§ **EXERCISE TASK**: Copy the records from the first line through the line with "top-left (90, 9), bottom-right (109, 49)", both ends included, multiplying every coordinate in the answers by 1.4 and rounding to whole numbers, with halves rounded up. Keep the request lines and their format samples unchanged.

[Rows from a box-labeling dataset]
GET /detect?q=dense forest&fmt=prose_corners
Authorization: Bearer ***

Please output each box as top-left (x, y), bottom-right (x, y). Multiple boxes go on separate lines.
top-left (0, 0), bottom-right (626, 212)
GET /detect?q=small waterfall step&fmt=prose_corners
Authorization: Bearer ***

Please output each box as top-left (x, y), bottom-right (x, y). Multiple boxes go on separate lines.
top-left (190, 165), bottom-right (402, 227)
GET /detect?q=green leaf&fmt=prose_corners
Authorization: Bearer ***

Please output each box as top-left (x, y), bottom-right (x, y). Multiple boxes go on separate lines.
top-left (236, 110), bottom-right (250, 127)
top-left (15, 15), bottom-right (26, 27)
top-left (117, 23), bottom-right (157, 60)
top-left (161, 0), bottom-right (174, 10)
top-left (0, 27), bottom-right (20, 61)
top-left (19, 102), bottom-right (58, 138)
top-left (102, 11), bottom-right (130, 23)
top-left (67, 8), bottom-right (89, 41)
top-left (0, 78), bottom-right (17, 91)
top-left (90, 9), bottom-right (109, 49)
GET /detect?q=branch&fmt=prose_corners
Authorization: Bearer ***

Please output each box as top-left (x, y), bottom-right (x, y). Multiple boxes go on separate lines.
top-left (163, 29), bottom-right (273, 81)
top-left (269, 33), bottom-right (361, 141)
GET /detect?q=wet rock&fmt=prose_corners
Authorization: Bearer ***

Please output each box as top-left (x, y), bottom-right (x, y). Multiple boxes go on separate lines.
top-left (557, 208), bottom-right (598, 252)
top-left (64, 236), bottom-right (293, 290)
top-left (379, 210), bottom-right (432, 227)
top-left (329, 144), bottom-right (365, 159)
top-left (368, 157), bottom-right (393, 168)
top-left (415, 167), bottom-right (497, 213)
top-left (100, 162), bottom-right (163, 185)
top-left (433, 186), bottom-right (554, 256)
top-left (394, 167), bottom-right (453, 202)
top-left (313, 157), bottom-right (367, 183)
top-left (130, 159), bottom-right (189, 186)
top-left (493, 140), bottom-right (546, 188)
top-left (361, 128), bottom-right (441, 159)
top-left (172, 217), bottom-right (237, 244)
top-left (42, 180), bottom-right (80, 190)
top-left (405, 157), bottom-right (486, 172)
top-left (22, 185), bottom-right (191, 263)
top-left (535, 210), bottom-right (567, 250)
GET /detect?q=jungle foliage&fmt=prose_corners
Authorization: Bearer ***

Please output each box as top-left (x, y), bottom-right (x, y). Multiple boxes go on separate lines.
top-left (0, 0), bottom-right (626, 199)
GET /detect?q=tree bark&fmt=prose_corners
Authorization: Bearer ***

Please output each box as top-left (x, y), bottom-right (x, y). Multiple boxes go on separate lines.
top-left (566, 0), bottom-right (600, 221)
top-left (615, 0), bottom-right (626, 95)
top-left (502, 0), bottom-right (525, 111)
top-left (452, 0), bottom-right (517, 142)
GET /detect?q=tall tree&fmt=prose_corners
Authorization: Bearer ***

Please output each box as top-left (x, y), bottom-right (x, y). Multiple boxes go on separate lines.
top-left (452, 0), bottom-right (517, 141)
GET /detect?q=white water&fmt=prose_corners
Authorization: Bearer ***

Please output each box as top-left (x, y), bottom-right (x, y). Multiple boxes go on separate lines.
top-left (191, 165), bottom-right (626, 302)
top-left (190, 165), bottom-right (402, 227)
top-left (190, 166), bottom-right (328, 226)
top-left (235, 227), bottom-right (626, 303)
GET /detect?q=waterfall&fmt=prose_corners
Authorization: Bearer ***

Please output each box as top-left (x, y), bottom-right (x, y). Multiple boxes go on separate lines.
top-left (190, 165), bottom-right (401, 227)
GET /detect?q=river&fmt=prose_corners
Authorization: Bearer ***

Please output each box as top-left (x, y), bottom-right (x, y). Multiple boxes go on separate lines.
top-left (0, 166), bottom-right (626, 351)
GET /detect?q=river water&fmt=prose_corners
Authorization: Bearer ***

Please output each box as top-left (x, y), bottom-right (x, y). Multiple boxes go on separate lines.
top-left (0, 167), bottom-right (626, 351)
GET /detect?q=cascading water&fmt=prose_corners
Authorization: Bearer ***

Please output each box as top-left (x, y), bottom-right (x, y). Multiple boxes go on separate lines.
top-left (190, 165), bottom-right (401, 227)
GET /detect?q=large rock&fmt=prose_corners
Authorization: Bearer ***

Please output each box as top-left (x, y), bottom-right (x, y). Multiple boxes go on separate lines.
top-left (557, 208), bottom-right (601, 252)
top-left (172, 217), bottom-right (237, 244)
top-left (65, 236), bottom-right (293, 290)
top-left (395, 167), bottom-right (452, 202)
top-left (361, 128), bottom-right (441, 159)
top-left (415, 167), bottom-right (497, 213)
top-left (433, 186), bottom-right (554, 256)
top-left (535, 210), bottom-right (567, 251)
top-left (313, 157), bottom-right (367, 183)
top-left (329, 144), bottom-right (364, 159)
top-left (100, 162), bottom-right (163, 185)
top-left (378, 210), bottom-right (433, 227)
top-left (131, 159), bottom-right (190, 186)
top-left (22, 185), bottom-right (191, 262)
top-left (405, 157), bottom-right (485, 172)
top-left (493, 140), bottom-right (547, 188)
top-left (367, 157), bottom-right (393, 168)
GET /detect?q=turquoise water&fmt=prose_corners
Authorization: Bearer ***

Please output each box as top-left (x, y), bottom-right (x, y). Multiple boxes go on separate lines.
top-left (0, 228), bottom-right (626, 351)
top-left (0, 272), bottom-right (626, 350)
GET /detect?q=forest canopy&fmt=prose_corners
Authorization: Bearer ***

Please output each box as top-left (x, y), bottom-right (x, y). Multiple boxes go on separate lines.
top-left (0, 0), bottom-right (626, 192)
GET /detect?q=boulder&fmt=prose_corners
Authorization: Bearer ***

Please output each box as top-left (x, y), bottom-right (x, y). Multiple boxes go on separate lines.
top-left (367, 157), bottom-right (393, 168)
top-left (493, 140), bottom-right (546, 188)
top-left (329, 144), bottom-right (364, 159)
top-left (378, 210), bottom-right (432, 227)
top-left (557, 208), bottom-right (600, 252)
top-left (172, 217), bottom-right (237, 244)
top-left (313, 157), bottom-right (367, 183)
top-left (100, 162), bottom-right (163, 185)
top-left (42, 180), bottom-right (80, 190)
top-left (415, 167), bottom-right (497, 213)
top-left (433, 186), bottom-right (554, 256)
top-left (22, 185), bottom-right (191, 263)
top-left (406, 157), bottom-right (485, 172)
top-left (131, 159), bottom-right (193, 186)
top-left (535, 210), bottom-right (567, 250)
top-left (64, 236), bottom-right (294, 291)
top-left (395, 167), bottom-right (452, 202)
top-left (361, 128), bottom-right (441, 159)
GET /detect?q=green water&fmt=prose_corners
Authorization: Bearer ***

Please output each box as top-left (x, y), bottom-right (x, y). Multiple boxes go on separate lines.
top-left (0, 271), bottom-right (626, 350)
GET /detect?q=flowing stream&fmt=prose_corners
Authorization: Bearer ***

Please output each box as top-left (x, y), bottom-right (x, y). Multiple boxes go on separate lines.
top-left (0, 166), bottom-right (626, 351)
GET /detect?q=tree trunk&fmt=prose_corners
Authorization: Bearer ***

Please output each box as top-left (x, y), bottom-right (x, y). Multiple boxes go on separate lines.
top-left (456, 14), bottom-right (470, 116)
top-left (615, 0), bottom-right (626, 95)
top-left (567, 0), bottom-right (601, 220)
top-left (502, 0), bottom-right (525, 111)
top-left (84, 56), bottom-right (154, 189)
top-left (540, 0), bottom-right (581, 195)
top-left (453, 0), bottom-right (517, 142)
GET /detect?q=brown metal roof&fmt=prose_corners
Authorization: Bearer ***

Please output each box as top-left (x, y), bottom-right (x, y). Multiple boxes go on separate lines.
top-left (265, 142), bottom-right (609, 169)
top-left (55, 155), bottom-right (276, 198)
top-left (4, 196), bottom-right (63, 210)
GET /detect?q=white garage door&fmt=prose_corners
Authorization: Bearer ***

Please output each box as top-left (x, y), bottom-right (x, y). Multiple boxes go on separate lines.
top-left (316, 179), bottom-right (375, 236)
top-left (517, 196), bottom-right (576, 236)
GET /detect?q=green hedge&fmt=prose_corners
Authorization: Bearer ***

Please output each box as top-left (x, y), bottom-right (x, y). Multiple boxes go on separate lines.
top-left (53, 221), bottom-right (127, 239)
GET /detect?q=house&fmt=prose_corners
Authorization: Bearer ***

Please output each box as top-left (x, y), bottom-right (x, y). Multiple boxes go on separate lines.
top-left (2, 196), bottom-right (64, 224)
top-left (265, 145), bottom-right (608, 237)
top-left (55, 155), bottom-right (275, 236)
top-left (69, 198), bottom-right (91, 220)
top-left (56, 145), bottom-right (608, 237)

§ **EXPECTED OUTPUT**:
GET /detect?q=dense forest&fmt=prose_corners
Authorization: Bearer ***

Please output each box as top-left (x, y), bottom-right (x, y). Multiple boxes go on separate lines.
top-left (0, 0), bottom-right (876, 297)
GET /detect?q=small waterfall step&fmt=prose_corners
Authorization: Bearer ***

Please output each box as top-left (x, y), bottom-right (x, y). Multiple boxes go on separate lines.
top-left (266, 231), bottom-right (563, 318)
GET /detect?q=green leaf&fmt=prose_corners
Authorization: Bearer ***

Please output each box as top-left (x, y), bottom-right (x, y). Multiple boxes go on separate lines.
top-left (330, 154), bottom-right (350, 178)
top-left (21, 21), bottom-right (36, 38)
top-left (164, 32), bottom-right (220, 84)
top-left (225, 0), bottom-right (244, 14)
top-left (0, 38), bottom-right (28, 85)
top-left (27, 143), bottom-right (81, 193)
top-left (143, 15), bottom-right (182, 32)
top-left (94, 11), bottom-right (125, 57)
top-left (0, 109), bottom-right (24, 127)
top-left (126, 13), bottom-right (153, 69)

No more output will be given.